■ ACTION ITEM
Would it be possible to reproduce every entry exactly, please?

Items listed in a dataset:

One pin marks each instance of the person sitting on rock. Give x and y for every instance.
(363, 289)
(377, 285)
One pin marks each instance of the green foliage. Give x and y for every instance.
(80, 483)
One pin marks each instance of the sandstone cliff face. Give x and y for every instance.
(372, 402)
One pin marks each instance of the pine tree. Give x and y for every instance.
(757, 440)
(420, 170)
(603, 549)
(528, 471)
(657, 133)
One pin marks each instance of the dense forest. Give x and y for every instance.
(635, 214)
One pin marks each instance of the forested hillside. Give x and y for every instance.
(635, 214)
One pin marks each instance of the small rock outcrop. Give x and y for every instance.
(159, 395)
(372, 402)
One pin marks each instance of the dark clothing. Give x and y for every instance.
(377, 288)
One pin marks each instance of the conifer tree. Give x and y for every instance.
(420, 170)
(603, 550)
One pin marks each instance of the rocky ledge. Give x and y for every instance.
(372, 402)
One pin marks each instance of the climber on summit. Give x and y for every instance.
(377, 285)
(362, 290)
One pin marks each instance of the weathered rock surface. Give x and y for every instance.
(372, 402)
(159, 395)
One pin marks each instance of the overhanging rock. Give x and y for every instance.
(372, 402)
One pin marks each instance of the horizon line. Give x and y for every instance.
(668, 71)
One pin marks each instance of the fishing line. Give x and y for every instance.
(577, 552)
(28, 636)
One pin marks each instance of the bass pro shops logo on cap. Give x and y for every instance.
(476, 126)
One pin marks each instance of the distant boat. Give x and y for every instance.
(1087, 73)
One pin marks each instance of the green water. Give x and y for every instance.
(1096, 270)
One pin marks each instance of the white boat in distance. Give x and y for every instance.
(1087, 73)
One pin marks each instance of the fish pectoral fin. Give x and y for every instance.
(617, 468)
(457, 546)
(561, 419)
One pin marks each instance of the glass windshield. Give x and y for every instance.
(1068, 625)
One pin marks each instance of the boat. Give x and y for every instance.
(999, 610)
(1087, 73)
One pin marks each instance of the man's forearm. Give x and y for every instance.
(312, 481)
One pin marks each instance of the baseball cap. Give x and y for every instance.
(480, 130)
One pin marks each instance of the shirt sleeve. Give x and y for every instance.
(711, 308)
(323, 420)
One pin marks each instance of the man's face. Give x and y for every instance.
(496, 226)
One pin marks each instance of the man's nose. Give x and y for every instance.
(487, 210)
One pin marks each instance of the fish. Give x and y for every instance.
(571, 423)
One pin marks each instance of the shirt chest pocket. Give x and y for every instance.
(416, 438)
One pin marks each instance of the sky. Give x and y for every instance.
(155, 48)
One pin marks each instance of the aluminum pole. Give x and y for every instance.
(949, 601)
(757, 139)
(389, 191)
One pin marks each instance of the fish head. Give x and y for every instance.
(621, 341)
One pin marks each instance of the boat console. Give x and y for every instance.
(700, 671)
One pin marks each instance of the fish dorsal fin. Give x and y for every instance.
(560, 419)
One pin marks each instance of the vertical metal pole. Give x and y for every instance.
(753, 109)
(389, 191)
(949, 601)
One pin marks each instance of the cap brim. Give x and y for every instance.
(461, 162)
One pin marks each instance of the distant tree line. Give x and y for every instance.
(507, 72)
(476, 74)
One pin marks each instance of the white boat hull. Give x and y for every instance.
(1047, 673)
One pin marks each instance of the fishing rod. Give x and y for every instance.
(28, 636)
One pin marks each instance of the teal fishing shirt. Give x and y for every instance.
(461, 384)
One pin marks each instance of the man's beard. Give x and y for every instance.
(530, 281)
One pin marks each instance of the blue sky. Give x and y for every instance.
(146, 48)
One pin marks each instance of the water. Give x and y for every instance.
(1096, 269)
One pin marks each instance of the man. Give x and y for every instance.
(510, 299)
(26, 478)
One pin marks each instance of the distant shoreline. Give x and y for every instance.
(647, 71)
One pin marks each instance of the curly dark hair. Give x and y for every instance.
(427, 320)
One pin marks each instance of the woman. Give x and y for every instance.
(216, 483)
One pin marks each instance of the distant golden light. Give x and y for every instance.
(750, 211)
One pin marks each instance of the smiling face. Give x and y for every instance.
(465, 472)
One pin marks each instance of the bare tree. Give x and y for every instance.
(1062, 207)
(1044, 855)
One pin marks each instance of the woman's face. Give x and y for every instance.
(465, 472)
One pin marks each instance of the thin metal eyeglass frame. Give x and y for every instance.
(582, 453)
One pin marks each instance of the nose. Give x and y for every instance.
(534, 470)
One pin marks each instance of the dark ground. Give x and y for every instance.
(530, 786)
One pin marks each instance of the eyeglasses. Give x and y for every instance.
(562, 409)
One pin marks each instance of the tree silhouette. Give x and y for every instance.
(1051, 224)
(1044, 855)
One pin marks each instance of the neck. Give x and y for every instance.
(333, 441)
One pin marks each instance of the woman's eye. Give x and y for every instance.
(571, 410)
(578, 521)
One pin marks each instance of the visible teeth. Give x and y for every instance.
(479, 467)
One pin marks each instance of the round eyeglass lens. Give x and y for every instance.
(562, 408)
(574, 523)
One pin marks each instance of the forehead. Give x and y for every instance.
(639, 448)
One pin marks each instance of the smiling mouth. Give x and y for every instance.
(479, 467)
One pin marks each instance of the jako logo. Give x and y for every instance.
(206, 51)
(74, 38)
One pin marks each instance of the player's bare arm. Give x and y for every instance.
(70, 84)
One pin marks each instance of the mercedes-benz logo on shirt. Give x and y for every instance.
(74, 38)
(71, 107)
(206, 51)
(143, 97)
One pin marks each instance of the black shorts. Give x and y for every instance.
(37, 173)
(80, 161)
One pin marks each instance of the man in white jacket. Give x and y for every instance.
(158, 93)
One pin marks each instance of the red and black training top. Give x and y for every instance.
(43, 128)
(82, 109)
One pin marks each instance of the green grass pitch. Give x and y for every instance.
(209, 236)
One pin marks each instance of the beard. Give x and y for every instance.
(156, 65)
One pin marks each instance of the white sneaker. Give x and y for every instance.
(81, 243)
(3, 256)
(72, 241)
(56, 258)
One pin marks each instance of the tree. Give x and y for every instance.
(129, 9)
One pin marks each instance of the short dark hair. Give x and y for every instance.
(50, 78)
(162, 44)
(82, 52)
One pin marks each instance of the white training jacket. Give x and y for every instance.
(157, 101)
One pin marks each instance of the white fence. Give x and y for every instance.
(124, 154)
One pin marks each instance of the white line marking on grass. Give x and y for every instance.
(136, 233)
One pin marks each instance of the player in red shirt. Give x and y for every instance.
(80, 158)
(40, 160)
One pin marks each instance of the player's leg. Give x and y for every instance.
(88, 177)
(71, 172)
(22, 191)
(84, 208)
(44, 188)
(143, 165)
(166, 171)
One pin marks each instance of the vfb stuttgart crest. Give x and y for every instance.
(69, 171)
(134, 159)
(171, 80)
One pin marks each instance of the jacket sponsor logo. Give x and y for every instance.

■ EXERCISE SOLUTION
One pin marks each instance of the person sitting on rock. Give x and y for every instance.
(363, 289)
(377, 285)
One pin marks each instance of the green foliage. Give x and y for every instance.
(80, 483)
One pin marks each instance of the sandstone cliff face. Give x and y for every instance.
(372, 402)
One pin marks each instance of the pine tree. Give x and y for every instance.
(757, 440)
(420, 170)
(603, 549)
(528, 471)
(657, 133)
One pin marks each instance of the dense forest. Give x and y for every instance.
(635, 214)
One pin marks each instance of the forested hillside. Give x and y for every instance.
(635, 214)
One pin marks each instance of the small rock outcrop. Give x and y for every instance.
(159, 395)
(372, 402)
One pin marks each instance of the dark clothing. Give x and y for every instance.
(377, 288)
One pin marks each instance of the conifer tree. Give x and y for every instance.
(420, 170)
(603, 550)
One pin marks each instance of the rocky ledge. Give x and y for every instance.
(372, 402)
One pin marks each instance of the climber on summit. Give x and y for every instance.
(377, 285)
(362, 290)
One pin marks each instance of the weathered rock surface. Give x and y for every instance.
(372, 402)
(159, 395)
One pin marks each instance of the overhanging rock. Give x and y for every instance.
(372, 402)
One pin marks each instance of the horizon line. Give x and y for every instance.
(668, 71)
One pin marks each instance of the fishing line. Give x and y for every instance.
(577, 552)
(28, 636)
One pin marks each instance of the bass pro shops logo on cap. Give x and y for every instance.
(476, 126)
One pin marks each instance of the distant boat. Give x and y for every instance.
(1087, 73)
One pin marks each instance of the green water. Give x and y for every instance.
(1096, 270)
One pin marks each instance of the white boat in distance. Give x and y for every instance.
(1087, 73)
One pin marks each instance of the fish pectoral fin. Give x and y for every instance.
(617, 468)
(457, 546)
(561, 419)
One pin marks each instance of the glass windshield. Give x and y for every instance.
(1068, 625)
One pin marks each instance of the boat. Give x and y for every instance.
(999, 610)
(1087, 73)
One pin marks each instance of the man's forearm. Give x and y for every instance.
(312, 481)
One pin marks each instance of the baseball cap. Give x and y for every instance.
(480, 130)
One pin marks each instance of the shirt sleeve. Give x and y for every instance.
(711, 308)
(323, 420)
One pin marks each instance of the man's face. Give x and y for every instance.
(496, 226)
One pin marks each instance of the man's nose. Give x and y for every instance.
(487, 210)
One pin marks each instance of the fish. Give x and y for every instance.
(571, 423)
One pin marks each instance of the shirt chest pocket. Give x and y for every instance.
(416, 438)
One pin marks each instance of the sky. Give x and y for every instance.
(155, 48)
One pin marks each instance of the aluminum pole. Give x and y for every instance.
(949, 601)
(757, 139)
(389, 191)
One pin marks each instance of the fish head. Give x and y for every instance.
(621, 341)
One pin marks each instance of the boat console. Give x and y for every instance.
(700, 671)
One pin marks each instance of the fish dorsal fin. Give x and y for every instance.
(560, 419)
One pin marks each instance of the vertical metal pole. Give x and y for every instance.
(753, 109)
(389, 191)
(949, 601)
One pin marks each instance of the cap brim. Give x and y for every instance.
(461, 162)
One pin marks each instance of the distant tree line. Give x and y for every instance.
(507, 72)
(476, 74)
One pin marks each instance of the white boat hull. Give x and y for every instance.
(1047, 673)
One pin marks each instance of the fishing rod. Give x and y for every instance.
(28, 636)
One pin marks each instance of the teal fishing shirt. Give x and y for every instance.
(461, 384)
One pin marks each instance of the man's beard. Give x and y for every instance.
(530, 281)
One pin marks each instance of the blue sky. Give x and y for every instance.
(146, 48)
One pin marks each instance of the water. Give x and y for every instance.
(1096, 269)
One pin marks each instance of the man. Give x and y for every instance.
(510, 299)
(26, 478)
One pin marks each instance of the distant shoreline. Give x and y for every instance.
(647, 71)
One pin marks each instance of the curly dark hair. Give x and y for every instance.
(427, 320)
One pin marks each instance of the woman. Give x and y for every instance.
(216, 483)
One pin marks each instance of the distant golden light. Give x and y for every instance.
(750, 211)
One pin marks each instance of the smiling face. Give x and y for every instance.
(465, 472)
One pin marks each instance of the bare tree. Give x and y for every instance.
(1062, 207)
(1044, 855)
One pin marks each instance of the woman's face. Give x and y for every instance.
(465, 472)
One pin marks each instance of the thin metal eyeglass frame. Give x and y for every instance.
(582, 453)
One pin marks each instance of the nose. Give x and y for every instance.
(534, 470)
One pin marks each instance of the dark ground. Give x and y for every instance.
(530, 786)
One pin marks each instance of the eyeglasses. Give x and y for every instance.
(562, 409)
One pin marks each instance of the tree silhouette. Give x and y for every instance.
(1051, 224)
(1044, 855)
One pin marks each instance of the neck. Give x and y for every instance.
(333, 441)
One pin marks each instance of the woman's eye. Give x and y for every instance.
(571, 410)
(578, 521)
One pin marks each instance of the visible teeth. Give x and y for every instance.
(479, 467)
One pin marks each instance of the round eyeglass lens. Give x and y for every instance.
(562, 408)
(574, 523)
One pin marks each instance of the forehead. Give x and y for every instance.
(639, 448)
One pin marks each instance of the smiling mouth. Give x and y for every instance.
(479, 467)
One pin marks each instance of the jako logo. Give x and y for every instance.
(206, 51)
(74, 38)
One pin marks each instance of the player's bare arm. Give x and y for every instance.
(70, 84)
One pin marks each instance of the mercedes-benz logo on shirt. Give x and y for every instance.
(74, 38)
(71, 107)
(206, 51)
(143, 97)
One pin marks each instance of the black shorts. Give x and y for every instance.
(37, 173)
(80, 161)
One pin marks each instance of the man in white jacket. Give x and y for every instance.
(158, 93)
One pin marks each instance of the red and black training top. Give x and y for every instance.
(43, 128)
(82, 109)
One pin marks each instance of the green grass pitch. Give x and y for every instance.
(209, 236)
One pin marks each instance of the beard. Give x and y for every instance.
(156, 65)
One pin marks each instance of the white sneaker. Give x and y for every instance.
(81, 243)
(3, 256)
(72, 241)
(56, 258)
One pin marks each instance of the tree. Give x and y for every instance.
(129, 9)
One pin marks each instance of the short dark hair. Give x and y for every instance.
(50, 78)
(162, 44)
(82, 52)
One pin marks each instance of the white training jacket. Give x and y for every instance.
(157, 101)
One pin marks each instance of the white fence. Give x and y for every instance.
(124, 154)
One pin marks each instance of the white line marking on grass. Give x and y for every instance.
(136, 233)
One pin marks each instance of the player in red shirt. Give x and y for every instance.
(80, 158)
(40, 160)
One pin marks each instance of the player's leg. Give x and y for every instance.
(88, 177)
(71, 172)
(22, 191)
(84, 208)
(44, 188)
(143, 165)
(166, 171)
One pin marks each instance of the vfb stuttgart crest. Give x and y for every instance.
(69, 171)
(134, 159)
(171, 80)
One pin marks each instance of the jacket sponsor logo. Give x and y for every instance.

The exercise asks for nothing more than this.